Health Scares of Breast Implants

The two main types of filler used in breast implants are either silicone gel, which has been tighter regulated historically due to health scares, or saline.

When silicone gel filled breast implants were first marketed back in the 1960’s, they were unregulated and not considered a threat to health. Throughout the 1970’s and 1980’s challenges were made claiming silicone gel responsible for numerous detrimental side effects on health.

In 1991 the FDA mandated new regulation requiring manufacturers of silicone gel filled breast implants to submit pre-market approval applications (PMAs), presenting data supporting reasonable safety of the product for it to remain on the market.

By 1992 no PMA yet submitted provided sufficient data to grant approval of the medical product on grounds of safety. Over the next decade many women filed lawsuits blaming silicone gel filled breast implants responsible for various diseases such as connective tissue disorder, cancer, and neurological disease.

▸ INFORMATION PROVIDED
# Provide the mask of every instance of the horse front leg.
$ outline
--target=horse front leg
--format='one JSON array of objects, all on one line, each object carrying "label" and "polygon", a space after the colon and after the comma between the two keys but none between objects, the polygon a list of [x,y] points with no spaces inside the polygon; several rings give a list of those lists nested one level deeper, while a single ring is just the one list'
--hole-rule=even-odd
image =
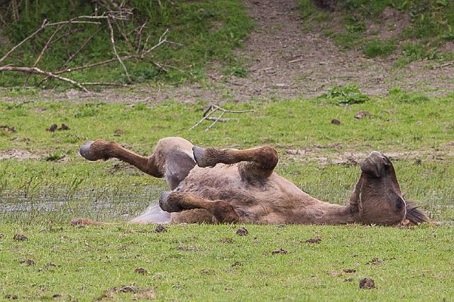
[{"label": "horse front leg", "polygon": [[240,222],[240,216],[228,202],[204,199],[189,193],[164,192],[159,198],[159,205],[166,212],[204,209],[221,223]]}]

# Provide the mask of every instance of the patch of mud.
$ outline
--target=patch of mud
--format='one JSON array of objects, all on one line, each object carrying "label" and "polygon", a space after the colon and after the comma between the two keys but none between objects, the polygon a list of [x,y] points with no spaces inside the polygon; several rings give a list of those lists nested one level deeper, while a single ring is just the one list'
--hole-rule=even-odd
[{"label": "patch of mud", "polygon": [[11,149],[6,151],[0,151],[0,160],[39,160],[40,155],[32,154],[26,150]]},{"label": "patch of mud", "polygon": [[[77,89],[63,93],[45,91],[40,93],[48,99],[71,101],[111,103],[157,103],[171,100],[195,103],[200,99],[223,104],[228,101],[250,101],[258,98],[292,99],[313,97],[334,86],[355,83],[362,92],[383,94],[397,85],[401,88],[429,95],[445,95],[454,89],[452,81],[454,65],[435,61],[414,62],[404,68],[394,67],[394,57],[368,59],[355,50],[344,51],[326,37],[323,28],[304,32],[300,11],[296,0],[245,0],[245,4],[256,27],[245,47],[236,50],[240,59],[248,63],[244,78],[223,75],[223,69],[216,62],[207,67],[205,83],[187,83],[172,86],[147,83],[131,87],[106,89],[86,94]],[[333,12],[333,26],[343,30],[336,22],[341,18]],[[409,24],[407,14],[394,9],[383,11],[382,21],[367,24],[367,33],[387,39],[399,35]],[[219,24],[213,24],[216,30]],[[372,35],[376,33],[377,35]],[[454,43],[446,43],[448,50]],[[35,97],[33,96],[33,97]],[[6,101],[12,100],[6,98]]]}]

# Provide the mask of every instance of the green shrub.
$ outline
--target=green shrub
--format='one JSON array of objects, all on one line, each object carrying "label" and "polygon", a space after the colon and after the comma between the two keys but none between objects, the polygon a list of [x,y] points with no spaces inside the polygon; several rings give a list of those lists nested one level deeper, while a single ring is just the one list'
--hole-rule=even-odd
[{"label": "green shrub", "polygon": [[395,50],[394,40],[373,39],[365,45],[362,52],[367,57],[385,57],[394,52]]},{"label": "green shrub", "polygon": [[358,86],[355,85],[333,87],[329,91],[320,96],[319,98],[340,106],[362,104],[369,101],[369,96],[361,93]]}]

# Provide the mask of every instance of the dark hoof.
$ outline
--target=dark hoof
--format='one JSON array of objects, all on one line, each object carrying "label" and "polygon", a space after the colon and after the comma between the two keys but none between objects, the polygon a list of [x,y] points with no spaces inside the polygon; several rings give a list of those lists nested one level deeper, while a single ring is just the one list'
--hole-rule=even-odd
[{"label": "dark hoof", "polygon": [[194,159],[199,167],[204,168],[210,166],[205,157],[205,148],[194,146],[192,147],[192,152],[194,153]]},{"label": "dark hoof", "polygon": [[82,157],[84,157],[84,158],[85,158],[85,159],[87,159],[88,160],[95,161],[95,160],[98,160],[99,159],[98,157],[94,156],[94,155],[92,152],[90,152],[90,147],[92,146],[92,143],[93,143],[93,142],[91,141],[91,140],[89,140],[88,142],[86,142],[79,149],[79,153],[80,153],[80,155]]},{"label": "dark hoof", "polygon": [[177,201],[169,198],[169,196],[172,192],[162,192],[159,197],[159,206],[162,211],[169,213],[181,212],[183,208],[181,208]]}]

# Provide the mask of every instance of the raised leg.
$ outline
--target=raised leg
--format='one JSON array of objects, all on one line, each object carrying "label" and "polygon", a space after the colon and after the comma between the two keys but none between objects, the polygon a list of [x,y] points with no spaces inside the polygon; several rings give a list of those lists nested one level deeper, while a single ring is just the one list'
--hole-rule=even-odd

==

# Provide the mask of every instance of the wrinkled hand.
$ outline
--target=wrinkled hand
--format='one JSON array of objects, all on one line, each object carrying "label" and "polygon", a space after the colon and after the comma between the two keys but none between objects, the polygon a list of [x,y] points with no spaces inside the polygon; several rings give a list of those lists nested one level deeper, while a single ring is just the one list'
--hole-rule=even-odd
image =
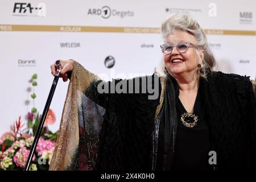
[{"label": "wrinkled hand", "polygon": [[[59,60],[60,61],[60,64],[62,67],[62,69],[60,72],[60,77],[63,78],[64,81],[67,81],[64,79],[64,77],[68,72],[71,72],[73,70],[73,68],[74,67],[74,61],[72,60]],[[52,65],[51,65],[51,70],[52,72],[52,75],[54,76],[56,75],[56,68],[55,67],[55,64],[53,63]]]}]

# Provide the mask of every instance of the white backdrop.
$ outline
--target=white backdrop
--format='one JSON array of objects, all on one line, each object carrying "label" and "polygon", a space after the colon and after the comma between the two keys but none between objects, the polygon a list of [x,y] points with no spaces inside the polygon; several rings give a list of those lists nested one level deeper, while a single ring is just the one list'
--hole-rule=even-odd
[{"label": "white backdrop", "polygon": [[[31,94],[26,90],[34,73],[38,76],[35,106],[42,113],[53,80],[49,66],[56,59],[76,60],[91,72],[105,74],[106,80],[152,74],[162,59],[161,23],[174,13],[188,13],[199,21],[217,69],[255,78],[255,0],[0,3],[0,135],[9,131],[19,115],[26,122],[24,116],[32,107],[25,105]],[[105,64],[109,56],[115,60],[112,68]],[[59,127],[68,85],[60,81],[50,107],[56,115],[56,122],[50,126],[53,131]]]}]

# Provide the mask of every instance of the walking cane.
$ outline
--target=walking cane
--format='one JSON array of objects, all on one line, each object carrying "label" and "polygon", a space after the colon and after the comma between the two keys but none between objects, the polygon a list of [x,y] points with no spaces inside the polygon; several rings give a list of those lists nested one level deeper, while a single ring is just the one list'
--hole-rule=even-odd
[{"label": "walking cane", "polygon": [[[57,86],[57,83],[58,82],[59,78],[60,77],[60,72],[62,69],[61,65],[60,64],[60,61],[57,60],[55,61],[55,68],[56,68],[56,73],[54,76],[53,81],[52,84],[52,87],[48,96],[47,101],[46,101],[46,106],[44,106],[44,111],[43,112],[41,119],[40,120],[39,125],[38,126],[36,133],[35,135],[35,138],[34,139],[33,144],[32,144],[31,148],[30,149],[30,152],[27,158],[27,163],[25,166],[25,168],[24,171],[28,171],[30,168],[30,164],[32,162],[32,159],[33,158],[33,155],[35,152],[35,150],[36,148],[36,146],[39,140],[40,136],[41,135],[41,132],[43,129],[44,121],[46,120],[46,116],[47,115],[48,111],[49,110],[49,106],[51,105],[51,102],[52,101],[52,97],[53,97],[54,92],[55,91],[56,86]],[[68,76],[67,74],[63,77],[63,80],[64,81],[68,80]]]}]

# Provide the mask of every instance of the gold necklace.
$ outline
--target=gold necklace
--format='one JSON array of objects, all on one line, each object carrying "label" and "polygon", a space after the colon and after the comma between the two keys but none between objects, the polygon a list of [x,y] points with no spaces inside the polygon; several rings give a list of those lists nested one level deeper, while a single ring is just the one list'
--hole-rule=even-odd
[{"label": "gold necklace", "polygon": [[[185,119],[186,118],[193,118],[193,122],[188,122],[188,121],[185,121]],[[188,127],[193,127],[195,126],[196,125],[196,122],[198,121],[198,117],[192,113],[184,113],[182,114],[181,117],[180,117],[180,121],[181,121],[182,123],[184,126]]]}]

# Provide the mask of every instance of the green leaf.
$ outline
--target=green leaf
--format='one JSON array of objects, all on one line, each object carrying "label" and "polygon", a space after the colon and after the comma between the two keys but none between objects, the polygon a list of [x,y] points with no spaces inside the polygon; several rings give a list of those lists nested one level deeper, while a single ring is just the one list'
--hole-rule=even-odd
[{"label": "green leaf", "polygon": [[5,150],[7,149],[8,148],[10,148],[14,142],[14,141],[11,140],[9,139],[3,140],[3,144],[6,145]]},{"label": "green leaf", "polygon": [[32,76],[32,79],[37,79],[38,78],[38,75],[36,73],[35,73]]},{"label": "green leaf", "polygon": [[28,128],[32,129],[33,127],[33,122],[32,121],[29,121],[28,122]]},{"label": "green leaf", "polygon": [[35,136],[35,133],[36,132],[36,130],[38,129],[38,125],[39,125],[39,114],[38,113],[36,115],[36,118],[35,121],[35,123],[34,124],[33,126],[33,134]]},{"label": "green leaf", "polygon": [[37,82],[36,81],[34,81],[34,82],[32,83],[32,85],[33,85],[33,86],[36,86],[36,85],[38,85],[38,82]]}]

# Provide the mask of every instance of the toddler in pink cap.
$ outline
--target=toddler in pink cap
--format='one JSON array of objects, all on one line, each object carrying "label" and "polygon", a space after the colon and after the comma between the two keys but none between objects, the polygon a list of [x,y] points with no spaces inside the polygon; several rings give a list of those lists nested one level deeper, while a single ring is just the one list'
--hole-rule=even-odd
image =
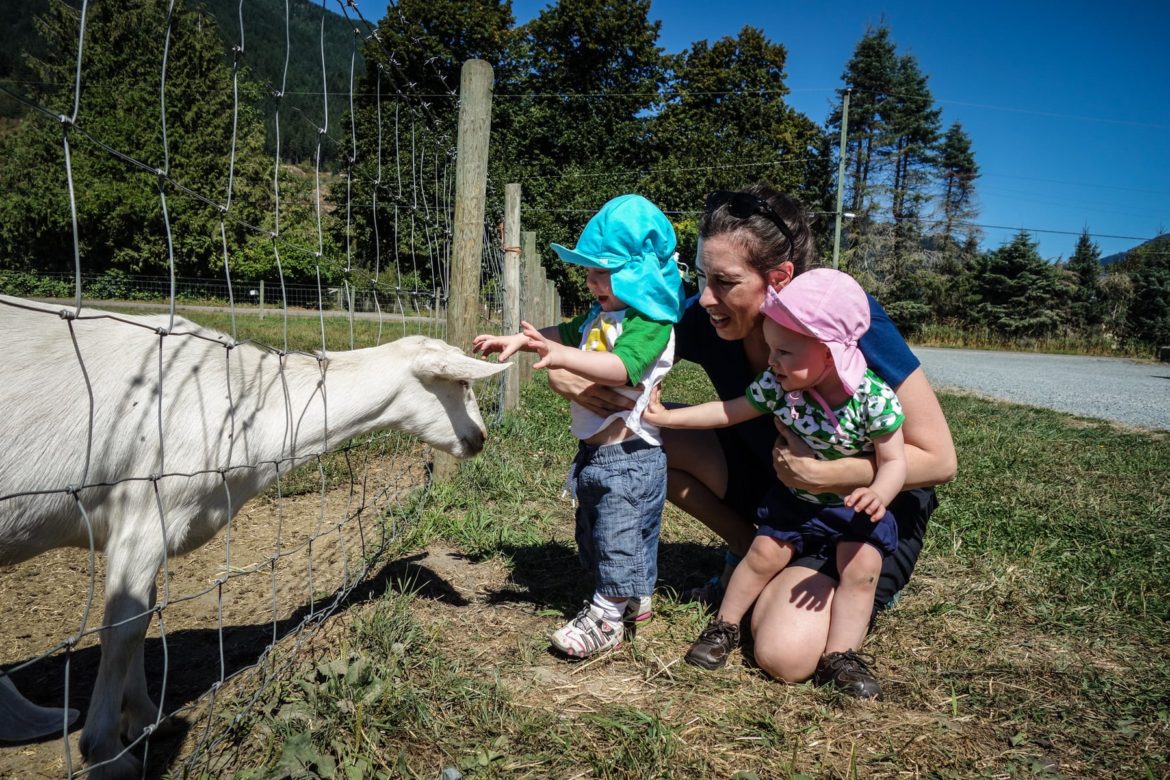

--

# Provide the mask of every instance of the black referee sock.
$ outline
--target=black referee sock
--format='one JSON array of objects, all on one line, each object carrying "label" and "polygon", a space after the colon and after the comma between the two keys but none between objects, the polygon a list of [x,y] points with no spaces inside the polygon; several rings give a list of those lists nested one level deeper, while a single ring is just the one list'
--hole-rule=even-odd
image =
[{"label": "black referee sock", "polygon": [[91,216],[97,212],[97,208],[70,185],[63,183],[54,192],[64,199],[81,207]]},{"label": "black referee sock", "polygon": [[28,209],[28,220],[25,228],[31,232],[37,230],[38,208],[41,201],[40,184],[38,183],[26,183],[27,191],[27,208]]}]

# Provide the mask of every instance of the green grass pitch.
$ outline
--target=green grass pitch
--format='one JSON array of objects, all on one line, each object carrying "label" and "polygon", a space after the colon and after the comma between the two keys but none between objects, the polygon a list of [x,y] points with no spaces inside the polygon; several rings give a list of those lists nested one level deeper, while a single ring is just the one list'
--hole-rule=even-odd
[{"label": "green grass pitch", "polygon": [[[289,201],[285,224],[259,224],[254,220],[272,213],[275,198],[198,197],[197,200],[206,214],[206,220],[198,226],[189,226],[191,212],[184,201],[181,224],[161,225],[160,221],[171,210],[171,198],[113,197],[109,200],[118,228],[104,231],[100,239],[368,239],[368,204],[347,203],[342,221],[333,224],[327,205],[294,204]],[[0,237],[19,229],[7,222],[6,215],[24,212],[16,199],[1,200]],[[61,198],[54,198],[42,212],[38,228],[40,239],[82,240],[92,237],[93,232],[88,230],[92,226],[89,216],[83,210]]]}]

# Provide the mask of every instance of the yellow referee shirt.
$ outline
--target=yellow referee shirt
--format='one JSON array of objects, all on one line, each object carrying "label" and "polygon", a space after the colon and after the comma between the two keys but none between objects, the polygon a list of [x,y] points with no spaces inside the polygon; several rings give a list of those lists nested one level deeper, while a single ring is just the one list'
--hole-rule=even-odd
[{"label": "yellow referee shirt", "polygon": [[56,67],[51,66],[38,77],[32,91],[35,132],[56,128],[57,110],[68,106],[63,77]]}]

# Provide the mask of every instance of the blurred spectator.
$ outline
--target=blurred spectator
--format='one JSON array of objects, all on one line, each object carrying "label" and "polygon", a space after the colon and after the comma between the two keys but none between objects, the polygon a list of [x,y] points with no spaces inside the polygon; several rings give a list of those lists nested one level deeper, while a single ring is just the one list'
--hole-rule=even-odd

▸ QUESTIONS ON THE MATERIAL
• A. Using the text on breast implant health scares, answer the following:
(i) What are the two main types of filler used in breast implants?
(ii) In which year did the FDA require manufacturers of silicone gel filled breast implants to submit pre-market approval applications?
(iii) Which diseases did women's lawsuits blame on silicone gel filled breast implants?
• B. Carry on the text about breast implant health scares from the point where it ends.

▸ ANSWERS GIVEN
• A.
(i) Silicone gel and saline.
(ii) 1991.
(iii) Connective tissue disorder, cancer, and neurological disease.

• B.
In the decade following the 1992 moratorium, the use of silicone breast implants were limited to controlled clinical trials, reconstructive surgery or for ruptured filler gel replacement. In the light of these restrictions, saline breast implants gained popularity and was the common adopted choice of implant for enlarging breasts cosmetically.

After data trials conducted on breast implant patients spanning over a decade, in 2006, the FDA lifted its restrictions on silicone gel filled breast implants for woman over the age of 22, and on the condition the manufacturer has carried out a 10 year study supporting reasonable safety of the product. There is however, as pointed out still risk of silent rupture and leakage, and so frequent MRI scanning is advisable.

In recent years a growing availability of non surgical alternative ways of enlarging breasts give women an opportunity to increase their breast size without having implants inserted.